Reading text:

You mentioned that closing credit card accounts hurts your FICO score.  If you closed accounts years ago, what is the timeline where it no longer affects your score?  I only have one Visa card that I use now.  I had no debt issues, just wanted to streamline my cards. Also, do store cards (Macy’s, Nordstrom, Eddie Bauer, Loft) also have the same affect, or is it only Amex, Visa or Mastercard?  When the store closes your account, from no usage, does that have any affect? 

From a credit-scoring standpoint, it doesn’t matter whether you closed an account or a creditor/store closed it. Either way, the account will shown as closed and it will have a notation such as “closed by creditor grantor,” “closed by credit issuer” or it will say “closed at consumer request,” if you asked to close the card.

You’ll be happy to learn that if you closed an account years ago, that action isn’t hurting your credit score at all.

Remember: the credit scoring system is designed to show lenders how “risky” you are as a consumer. So your credit score is a three-digit number that, in essence, judges the likelihood that you will default on a loan or credit obligation within the next two years. A high credit score means you’re a low risk and not likely to default; a low credit score means you’re a high risk and more likely to default.

Recorded data:
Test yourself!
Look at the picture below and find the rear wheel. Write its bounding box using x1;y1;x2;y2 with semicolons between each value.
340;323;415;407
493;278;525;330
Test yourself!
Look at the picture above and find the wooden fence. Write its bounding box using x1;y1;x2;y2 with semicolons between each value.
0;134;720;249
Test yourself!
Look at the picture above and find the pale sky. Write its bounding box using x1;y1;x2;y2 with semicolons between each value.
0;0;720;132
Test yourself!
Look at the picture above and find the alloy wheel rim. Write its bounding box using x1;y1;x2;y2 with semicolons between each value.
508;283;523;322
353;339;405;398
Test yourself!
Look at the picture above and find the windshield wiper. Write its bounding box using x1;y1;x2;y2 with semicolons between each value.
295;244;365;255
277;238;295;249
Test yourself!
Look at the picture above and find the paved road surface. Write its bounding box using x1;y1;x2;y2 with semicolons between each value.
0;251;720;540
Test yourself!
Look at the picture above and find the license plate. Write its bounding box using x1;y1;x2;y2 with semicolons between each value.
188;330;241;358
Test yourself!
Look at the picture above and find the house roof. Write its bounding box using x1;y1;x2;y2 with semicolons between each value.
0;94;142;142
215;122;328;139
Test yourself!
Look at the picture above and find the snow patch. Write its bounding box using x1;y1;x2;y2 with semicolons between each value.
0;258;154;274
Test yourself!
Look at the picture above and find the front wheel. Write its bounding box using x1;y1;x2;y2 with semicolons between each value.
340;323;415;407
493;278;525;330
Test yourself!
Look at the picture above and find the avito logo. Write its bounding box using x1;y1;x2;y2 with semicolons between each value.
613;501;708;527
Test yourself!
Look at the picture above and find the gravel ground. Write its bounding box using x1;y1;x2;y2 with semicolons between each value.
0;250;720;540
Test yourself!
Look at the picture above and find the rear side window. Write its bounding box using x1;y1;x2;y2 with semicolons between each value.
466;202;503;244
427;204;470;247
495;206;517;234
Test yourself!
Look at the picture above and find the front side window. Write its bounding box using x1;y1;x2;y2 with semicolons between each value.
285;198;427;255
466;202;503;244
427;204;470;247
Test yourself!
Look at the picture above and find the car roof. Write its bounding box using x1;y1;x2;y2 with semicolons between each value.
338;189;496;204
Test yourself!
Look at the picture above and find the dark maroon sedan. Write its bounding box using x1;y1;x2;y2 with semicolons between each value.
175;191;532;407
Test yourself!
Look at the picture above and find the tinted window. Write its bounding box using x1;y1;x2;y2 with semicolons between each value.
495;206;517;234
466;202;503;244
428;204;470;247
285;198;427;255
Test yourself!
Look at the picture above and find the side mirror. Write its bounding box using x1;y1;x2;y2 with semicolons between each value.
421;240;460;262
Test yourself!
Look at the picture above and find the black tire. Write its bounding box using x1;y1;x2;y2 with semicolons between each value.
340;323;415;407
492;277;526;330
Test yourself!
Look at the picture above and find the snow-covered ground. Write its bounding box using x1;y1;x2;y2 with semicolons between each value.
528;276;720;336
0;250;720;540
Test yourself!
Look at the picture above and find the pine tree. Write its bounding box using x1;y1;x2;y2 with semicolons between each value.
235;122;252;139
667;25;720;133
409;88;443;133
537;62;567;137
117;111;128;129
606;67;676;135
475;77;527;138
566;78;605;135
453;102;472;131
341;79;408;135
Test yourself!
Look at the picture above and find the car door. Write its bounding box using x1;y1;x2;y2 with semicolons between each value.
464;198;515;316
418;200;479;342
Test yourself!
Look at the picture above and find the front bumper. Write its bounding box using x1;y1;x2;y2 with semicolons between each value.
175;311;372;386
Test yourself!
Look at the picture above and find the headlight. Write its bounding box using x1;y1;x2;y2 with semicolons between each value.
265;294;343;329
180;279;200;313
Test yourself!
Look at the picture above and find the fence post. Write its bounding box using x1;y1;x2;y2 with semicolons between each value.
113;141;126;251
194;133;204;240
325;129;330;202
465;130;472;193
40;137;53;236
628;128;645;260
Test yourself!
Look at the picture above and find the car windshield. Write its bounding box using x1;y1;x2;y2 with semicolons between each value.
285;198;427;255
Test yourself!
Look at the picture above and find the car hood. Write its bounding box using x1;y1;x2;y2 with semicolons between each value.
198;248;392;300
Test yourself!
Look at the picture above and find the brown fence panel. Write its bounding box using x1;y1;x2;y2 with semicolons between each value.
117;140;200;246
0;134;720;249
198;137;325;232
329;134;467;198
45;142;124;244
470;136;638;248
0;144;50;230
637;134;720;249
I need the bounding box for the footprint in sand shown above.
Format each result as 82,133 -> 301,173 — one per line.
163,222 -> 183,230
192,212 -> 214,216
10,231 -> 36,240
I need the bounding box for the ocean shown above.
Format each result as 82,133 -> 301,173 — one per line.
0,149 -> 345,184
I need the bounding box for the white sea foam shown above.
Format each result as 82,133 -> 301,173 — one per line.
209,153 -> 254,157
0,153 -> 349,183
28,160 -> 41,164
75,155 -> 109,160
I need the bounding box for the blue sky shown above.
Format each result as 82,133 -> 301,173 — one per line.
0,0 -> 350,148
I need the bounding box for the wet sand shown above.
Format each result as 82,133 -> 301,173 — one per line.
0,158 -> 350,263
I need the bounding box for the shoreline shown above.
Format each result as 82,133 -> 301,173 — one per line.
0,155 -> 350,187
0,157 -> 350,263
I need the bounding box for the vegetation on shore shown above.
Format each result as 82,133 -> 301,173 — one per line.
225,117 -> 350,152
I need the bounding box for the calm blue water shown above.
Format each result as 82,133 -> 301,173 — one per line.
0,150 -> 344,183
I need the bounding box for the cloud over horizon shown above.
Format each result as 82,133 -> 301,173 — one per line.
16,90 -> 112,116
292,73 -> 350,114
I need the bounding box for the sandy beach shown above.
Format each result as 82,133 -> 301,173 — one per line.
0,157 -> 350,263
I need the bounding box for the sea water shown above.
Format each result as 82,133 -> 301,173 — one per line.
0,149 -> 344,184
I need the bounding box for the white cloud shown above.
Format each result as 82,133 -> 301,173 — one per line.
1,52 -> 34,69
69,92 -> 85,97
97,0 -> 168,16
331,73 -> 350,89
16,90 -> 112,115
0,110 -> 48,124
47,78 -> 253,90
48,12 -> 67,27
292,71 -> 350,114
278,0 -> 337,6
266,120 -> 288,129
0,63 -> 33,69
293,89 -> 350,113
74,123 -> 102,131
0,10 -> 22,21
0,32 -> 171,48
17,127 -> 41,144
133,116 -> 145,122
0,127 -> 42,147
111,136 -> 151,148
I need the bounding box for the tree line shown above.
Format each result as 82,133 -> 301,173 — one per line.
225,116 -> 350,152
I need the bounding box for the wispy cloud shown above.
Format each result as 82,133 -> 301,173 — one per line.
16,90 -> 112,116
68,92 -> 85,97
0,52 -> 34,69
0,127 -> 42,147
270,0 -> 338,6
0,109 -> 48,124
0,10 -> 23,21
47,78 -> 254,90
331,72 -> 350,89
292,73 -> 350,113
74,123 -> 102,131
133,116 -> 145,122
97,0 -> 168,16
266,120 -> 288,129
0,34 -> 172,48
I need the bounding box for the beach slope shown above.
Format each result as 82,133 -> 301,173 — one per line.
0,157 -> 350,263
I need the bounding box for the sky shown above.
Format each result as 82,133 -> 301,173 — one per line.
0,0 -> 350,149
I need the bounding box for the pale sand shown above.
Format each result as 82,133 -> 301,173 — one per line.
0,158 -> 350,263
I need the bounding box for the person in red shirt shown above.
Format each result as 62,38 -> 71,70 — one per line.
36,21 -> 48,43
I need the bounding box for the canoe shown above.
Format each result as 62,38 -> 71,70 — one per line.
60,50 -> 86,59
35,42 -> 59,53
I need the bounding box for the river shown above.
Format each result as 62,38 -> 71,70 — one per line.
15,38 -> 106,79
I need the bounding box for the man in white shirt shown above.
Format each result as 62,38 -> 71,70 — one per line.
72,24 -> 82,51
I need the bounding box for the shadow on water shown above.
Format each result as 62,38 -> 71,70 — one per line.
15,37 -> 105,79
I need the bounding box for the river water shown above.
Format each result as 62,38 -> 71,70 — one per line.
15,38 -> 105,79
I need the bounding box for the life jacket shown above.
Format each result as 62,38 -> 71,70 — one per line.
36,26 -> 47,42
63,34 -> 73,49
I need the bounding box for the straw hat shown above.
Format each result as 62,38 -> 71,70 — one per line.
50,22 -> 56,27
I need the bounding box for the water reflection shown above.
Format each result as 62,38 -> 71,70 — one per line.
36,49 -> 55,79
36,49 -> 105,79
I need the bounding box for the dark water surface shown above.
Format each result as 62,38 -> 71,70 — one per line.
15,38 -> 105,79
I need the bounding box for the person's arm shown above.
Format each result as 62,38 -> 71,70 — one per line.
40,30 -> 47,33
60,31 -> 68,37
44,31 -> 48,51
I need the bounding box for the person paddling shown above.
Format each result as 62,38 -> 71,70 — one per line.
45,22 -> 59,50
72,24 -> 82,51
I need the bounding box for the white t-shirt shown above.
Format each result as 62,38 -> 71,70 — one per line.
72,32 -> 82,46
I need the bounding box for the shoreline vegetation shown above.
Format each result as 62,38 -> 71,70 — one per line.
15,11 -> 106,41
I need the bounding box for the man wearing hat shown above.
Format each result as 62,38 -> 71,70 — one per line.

Set of tasks:
A) Reproduce word for word the part of the credit score passage starting with "You’ll be happy" and going on through "likely to default.".
B) Resume the passage on credit scores after its final sentence.
The records have no part in this.

Outputs:
A)
You’ll be happy to learn that if you closed an account years ago, that action isn’t hurting your credit score at all.

Remember: the credit scoring system is designed to show lenders how “risky” you are as a consumer. So your credit score is a three-digit number that, in essence, judges the likelihood that you will default on a loan or credit obligation within the next two years. A high credit score means you’re a low risk and not likely to default; a low credit score means you’re a high risk and more likely to default.

B)
To assess risk, the credit scoring system places a high premium on your recent credit behavior. For instance, if you recently paid a bill late – say two months ago – that’s a higher indication of credit risk than if you paid a bill late two years ago.

In general, my best guess is that if you closed an account anywhere from six or more months ago, it’s not really having an impact on your credit score any more. The exception to this is scenario is when someone closes multiple accounts and then puts all their debts onto one credit card.

This can backfire in two ways. First, it reduces their available credit. It also can cause the one remaining credit card to carry a high balance. Both things hurt your credit usage ratio (i.e. the percentage of credit card charged relative to the credit line you have available).

Therefore, it’s almost never a good idea to close all of your accounts at once or to close multiple accounts simultaneously. If you’re absolutely set on closing several credit card accounts, do it gradually – as in close one account and then six months or a year later close the other account, in order to minimize the potential short-term hit to your credit rating.

Lastly, closing retail or department store cards can impact your credit rating just like closing national brand cards, such as Visa, MasterCard or American Express.

The difference, of course, is that the latter cards are more likely to have larger credit limits, so closing those can often have a greater negative impact on your credit utilization ratio.

Even if you prefer to live on cash and to keep your debts as low as possible, it’s still a wise idea to have a credit card. Not only is a credit card handy to use in emergencies or in situations where carrying cash would be unwise or inconvenient, that credit card will also help you to continue to build and strengthen your credit rating.

So get rid of the store cards if you must, by closing them individually over time.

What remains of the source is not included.